#### Excerpted passage
Facing an unprecedented job crunch at home, many young South Koreans are now signing up for government-sponsored programs designed to find overseas positions for a growing number of jobless college graduates in Asia's fourth largest economy.

State-run programs such as K-move, rolled out to connect young Koreans to "quality jobs" in 70 countries, found overseas jobs for 5,783 graduates last year, more than triple the number in 2013, its first year.

Reuters Graphic
(Graphic: Korea's young talents going abroad png - https://tmsnrt.rs/2LwlSUU)

Almost one-third went to Japan, which is undergoing a historic labor shortage with unemployment at a 26-year low, while a quarter went to the United States, where the jobless rate dropped to the lowest in nearly half a century in April.

There are no strings attached. Unlike similar programs in places such as Singapore that come with an obligation to return and work for the government for up to six years, attendees of South Korea's programs are neither required to return, nor work for the state in the future.

"Brain drain isn't the government's immediate worry. Rather, it's more urgent to prevent them from sliding into poverty" even if it means pushing them abroad, said Kim Chul-ju, deputy dean at the Asian Development Bank Institute.

In 2018, South Korea generated the smallest number of jobs since the global financial crisis, only 97,000.

Nearly one in five young Koreans was out of work as of 2013, higher than the average 16 percent among the member countries of the Organization for Economic Cooperation and Development.

In March, one in every four Koreans in the 15-29 age group was not employed either by choice or due to the lack of jobs, according to government data.

Reuters Graphic
(Graphic: S.Koreans landing overseas jobs by country 2018 png - https://tmsnrt.rs/2DZCTR9)

LABOR MISMATCH

While India and other countries face similar challenges in creating jobs for skilled labor, the dominance of family-run conglomerates known as chaebol makes South Korea uniquely vulnerable.

#### Required tasks
**a)** Using the article on South Korea's overseas job programs, answer the following:
(i) For how many graduates did programs such as K-move find overseas jobs last year?
(ii) How many jobs did South Korea generate in 2018?
(iii) What share of Koreans in the 15-29 age group was not employed in March?
**b)** Proceed with the article on South Korea's overseas job programs, picking up after its final sentence about the chaebol.

#### Region labeling items
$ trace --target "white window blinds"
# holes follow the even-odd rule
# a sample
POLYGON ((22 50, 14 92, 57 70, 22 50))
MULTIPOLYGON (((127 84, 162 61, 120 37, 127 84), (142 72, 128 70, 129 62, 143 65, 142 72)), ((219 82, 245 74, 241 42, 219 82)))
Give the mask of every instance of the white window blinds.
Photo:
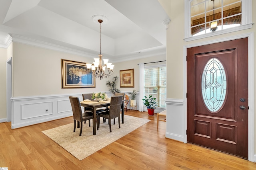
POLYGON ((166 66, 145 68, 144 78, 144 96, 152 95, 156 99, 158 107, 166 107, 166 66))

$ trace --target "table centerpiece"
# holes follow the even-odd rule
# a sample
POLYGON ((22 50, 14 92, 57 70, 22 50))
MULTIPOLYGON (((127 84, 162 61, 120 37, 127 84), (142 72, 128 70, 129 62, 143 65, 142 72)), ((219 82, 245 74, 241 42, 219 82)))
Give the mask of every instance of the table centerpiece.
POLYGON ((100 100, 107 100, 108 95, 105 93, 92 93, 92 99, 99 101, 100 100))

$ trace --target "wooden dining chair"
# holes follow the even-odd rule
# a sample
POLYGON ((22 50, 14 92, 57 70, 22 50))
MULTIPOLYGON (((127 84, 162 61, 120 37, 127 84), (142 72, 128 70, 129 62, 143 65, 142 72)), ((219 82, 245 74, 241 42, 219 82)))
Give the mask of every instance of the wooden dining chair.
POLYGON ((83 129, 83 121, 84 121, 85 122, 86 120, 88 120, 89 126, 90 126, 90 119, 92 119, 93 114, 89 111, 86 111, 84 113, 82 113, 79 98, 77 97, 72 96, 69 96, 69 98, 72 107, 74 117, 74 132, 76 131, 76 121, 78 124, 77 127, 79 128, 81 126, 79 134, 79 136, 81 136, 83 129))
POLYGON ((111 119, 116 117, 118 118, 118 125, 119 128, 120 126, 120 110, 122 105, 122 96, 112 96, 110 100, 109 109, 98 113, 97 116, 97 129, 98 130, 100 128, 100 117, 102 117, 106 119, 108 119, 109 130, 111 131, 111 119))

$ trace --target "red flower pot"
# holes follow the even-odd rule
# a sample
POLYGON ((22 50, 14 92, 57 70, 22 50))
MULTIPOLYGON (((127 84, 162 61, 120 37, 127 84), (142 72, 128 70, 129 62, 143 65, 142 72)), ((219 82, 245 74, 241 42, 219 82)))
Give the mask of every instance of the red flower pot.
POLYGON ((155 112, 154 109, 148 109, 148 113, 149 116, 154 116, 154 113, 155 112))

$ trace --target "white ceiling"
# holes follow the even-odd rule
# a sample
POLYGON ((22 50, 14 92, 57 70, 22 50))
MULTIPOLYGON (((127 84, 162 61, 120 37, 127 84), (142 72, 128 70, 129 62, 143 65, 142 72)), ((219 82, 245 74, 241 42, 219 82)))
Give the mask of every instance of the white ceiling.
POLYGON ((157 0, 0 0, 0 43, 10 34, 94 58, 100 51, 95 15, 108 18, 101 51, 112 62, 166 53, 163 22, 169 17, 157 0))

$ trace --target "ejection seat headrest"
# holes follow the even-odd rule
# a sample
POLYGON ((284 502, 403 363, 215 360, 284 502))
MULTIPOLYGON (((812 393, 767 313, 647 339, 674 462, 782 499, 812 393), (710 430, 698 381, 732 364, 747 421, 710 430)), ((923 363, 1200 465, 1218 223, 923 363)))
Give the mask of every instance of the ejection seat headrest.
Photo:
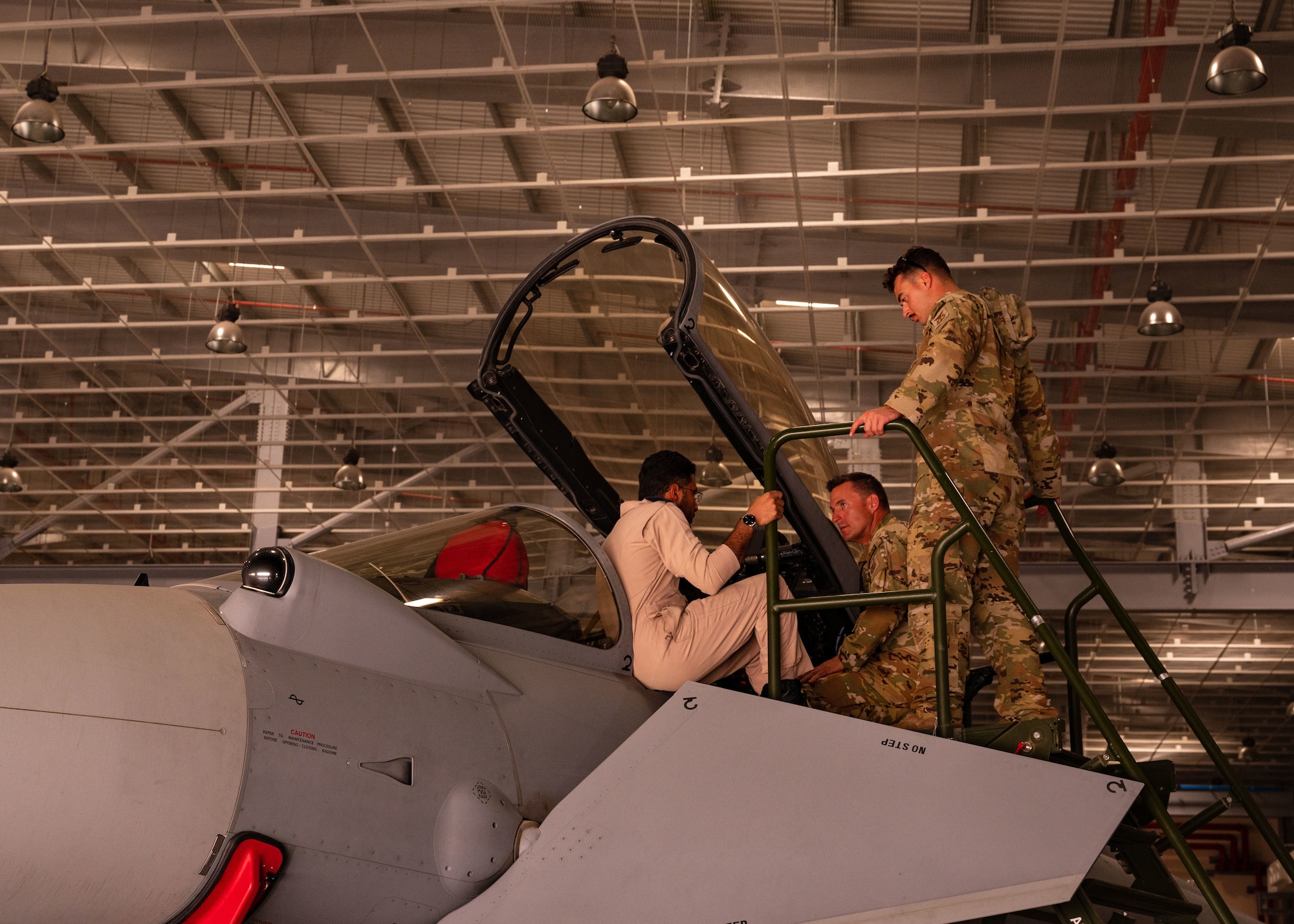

#### Exercise results
**a)**
(i) 5,783 graduates
(ii) 97,000 jobs
(iii) One in every four

**b)**
The top 10 conglomerates including world-class brands such as Samsung and Hyundai, make up half of South Korea's total market capitalization.

But only 13 percent of the country's workforce is employed by firms with more than 250 employees, the second lowest after Greece in the OECD, and far below the 47 percent in Japan. "The big companies have mastered a business model to survive without boosting hiring," as labor costs rise and firing legacy workers remains difficult, said Kim So-young, an economics professor at Seoul National University.

Yet while increasing numbers of college graduates are moving overseas for work, South Korea is bringing in more foreigners to solve another labor problem – an acute shortage of blue collar workers.

South Korea has the most highly educated youth in the OECD, with three-quarters of high school students going to college, compared with the average of 44.5 percent.

"South Korea is paying the price for its overprotection of top-tier jobs and education fervor that produced a flood of people wanting only that small number of top jobs," said Ban Ga-woon, a labor market researcher at state-run Korea Research Institute for Vocational Education & Training.

Even amid a glut of over-educated and under-employed graduates, most refuse to "get their hands dirty", says Lim Chae-wook, who manages a factory making cable trays that employs 90 people in Ansan, southwest of Seoul. "Locals simply don’t want this job cause they think its degrading, so we're forced to hire a lot of foreign workers," Lim said, pointing to nearly two dozens workers from the Philippines, Vietnam and China working in safety masks behind welding machines.

In the southwestern city of Gwangju, Kim Yong-gu, the chief executive of Kia Motor supplier Hyundai Hitech, says foreign workers are more expensive but he has no choice as he can't find enough locals to fill vacancies.

"We pay for accommodation, meals and other utility costs in order not to lose them to another factory," said Kim. Out of a staff of 70, 13 are Indonesian nationals, who sleep and eat at a building next to his factory.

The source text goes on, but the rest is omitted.